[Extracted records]
■ ■ ■
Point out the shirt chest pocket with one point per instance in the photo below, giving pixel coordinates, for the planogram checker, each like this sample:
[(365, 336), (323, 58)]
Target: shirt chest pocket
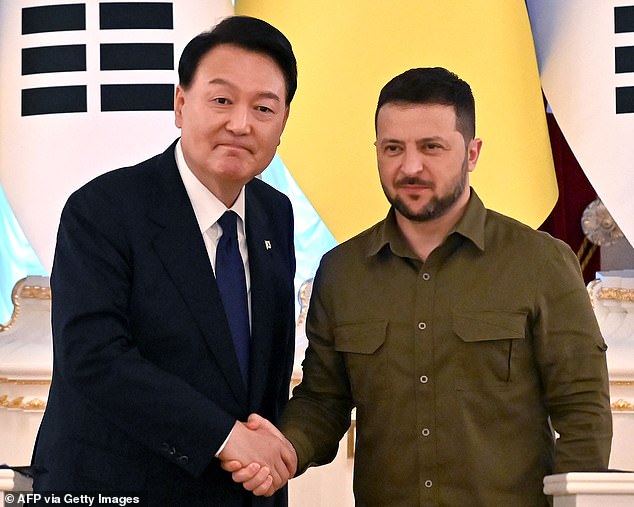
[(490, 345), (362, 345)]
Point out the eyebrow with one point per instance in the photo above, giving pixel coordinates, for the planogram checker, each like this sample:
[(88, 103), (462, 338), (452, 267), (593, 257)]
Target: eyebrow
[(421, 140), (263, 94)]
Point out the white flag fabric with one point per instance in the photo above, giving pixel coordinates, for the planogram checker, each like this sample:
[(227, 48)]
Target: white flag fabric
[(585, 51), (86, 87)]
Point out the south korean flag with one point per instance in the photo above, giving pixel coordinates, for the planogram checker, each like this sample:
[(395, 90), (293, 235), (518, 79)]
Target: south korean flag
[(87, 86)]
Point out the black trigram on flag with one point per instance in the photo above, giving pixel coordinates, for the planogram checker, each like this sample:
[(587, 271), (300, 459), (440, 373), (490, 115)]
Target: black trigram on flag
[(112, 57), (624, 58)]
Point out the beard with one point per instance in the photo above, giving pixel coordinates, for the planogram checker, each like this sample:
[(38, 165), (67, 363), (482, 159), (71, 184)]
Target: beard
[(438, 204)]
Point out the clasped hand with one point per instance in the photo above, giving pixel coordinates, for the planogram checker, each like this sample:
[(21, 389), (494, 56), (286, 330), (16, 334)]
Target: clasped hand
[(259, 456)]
■ ■ ■
Set task: Write out every row above again, requests included, and increase each pixel coordinate in the answers by 63 while leaving the requests and their sample coordinates unchanged. Omit the picture.

Solution:
Point out the shirt chest pocket with one point per instance in the photo below, giving pixel coordinates, for the planogram checker, each like this sample:
[(365, 336), (323, 58)]
Target: shirt chest pocket
[(553, 408), (425, 408)]
Point out the eyebrow with one point per instance in the photo above, giving pixel coordinates, for the planogram checker, each like this sample:
[(88, 103), (462, 338), (452, 267), (593, 257)]
Target: eyebrow
[(484, 203), (326, 157)]
Point out the white flag fabric with one point per instance in the photo above, giving pixel coordinates, for the planogram checker, each like this sample:
[(227, 48)]
Target: white flag fabric
[(648, 114), (149, 150)]
Point out the south korean flag with one point per instance in the photo above, giving pixel coordinates, for the planogram checker, each like this sample:
[(395, 90), (293, 235), (518, 79)]
Target: south korean flag
[(150, 149)]
Point out the black trigram on flag with one point per instance in the photo above, giving pixel coordinates, for the planogram checker, each like this sample:
[(587, 271), (300, 459), (440, 373), (490, 115)]
Target: black trigram on flag
[(175, 120), (687, 121)]
Point out the beard with one point per instance in the photo above, giving pixel coordinates, for the planogram checker, each like this sample:
[(38, 165), (67, 363), (482, 159), (71, 184)]
Target: beard
[(501, 267)]
Point out the clasped hand with one point per instance in the photo above, giving pixel coordinates, for the planogram checker, each like this sample:
[(21, 389), (494, 56), (286, 330), (16, 334)]
Target: clasped hand
[(322, 519)]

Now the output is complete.